-- WHAT YOU HAVE TO DO --
Please pick out every line below that contains the word "above" and copy each one.
______________________________
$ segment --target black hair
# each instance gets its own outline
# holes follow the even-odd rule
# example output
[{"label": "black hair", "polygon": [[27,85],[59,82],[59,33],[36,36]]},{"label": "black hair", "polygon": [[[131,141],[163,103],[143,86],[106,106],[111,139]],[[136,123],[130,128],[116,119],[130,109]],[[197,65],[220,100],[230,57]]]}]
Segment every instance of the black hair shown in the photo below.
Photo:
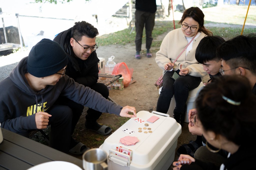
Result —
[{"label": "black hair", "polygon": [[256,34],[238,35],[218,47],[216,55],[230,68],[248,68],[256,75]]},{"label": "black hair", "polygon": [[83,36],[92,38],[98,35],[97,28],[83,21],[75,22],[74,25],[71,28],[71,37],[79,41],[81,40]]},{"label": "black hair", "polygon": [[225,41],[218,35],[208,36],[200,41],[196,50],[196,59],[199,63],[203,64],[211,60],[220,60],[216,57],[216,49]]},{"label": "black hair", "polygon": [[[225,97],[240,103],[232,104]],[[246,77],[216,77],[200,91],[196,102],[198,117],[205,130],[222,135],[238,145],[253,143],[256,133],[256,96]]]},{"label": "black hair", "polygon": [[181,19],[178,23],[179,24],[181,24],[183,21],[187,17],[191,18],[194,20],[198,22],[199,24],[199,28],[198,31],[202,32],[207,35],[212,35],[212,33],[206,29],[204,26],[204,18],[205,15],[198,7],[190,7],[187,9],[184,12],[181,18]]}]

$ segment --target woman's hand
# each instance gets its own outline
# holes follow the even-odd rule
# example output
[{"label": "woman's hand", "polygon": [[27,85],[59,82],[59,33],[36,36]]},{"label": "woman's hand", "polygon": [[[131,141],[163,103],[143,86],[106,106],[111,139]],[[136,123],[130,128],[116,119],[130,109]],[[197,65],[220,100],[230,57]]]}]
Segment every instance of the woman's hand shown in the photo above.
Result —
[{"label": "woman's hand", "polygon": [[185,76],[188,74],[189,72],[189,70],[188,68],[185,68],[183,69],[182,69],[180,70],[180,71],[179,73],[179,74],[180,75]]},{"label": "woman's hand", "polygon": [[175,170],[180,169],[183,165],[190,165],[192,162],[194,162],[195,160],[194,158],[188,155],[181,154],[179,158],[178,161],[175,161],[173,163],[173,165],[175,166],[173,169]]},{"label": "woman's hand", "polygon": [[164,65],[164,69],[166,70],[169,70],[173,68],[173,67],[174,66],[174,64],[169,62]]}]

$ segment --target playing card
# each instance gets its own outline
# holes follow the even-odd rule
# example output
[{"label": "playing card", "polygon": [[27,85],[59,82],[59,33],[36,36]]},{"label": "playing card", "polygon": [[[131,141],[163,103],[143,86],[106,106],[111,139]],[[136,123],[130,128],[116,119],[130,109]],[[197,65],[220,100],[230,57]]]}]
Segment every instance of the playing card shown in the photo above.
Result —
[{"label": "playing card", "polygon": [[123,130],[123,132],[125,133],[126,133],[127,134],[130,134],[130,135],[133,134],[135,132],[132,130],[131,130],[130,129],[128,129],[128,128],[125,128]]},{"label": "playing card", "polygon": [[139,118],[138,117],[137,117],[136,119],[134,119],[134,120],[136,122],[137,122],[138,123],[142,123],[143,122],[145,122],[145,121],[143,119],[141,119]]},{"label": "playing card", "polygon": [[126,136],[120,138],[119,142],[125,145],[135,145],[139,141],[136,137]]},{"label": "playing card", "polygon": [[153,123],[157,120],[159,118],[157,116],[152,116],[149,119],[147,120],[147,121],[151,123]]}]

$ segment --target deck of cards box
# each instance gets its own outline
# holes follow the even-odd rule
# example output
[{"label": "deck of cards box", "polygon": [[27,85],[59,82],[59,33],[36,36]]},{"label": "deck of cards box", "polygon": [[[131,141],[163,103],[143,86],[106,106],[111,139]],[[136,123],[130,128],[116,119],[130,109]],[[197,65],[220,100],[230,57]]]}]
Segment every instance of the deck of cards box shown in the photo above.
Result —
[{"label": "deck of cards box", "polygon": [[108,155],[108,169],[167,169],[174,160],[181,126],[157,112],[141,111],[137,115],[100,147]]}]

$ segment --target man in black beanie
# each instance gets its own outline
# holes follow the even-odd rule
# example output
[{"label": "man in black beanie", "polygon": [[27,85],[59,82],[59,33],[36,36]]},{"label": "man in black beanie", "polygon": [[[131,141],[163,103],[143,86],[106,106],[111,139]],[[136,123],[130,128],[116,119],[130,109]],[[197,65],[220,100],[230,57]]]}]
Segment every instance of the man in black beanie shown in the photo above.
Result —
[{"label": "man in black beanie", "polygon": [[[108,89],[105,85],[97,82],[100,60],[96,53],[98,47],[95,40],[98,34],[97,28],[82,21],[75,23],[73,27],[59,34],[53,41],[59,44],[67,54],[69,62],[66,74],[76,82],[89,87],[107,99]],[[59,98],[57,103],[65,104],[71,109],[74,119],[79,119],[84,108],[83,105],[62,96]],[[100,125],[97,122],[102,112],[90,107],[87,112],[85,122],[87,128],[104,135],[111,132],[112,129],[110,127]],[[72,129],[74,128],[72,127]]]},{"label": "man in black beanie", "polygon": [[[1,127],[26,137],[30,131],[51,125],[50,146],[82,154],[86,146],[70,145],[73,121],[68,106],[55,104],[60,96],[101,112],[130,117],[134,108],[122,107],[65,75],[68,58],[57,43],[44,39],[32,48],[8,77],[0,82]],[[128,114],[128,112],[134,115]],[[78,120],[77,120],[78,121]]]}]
______________________________
-- FINISHED EXERCISE --
Segment every instance of the woman's hand shown in the photo above.
Segment every instance of the playing card shown in the photo above.
Segment every instance of the deck of cards box shown in the photo above.
Segment every instance of the man in black beanie shown in the photo above.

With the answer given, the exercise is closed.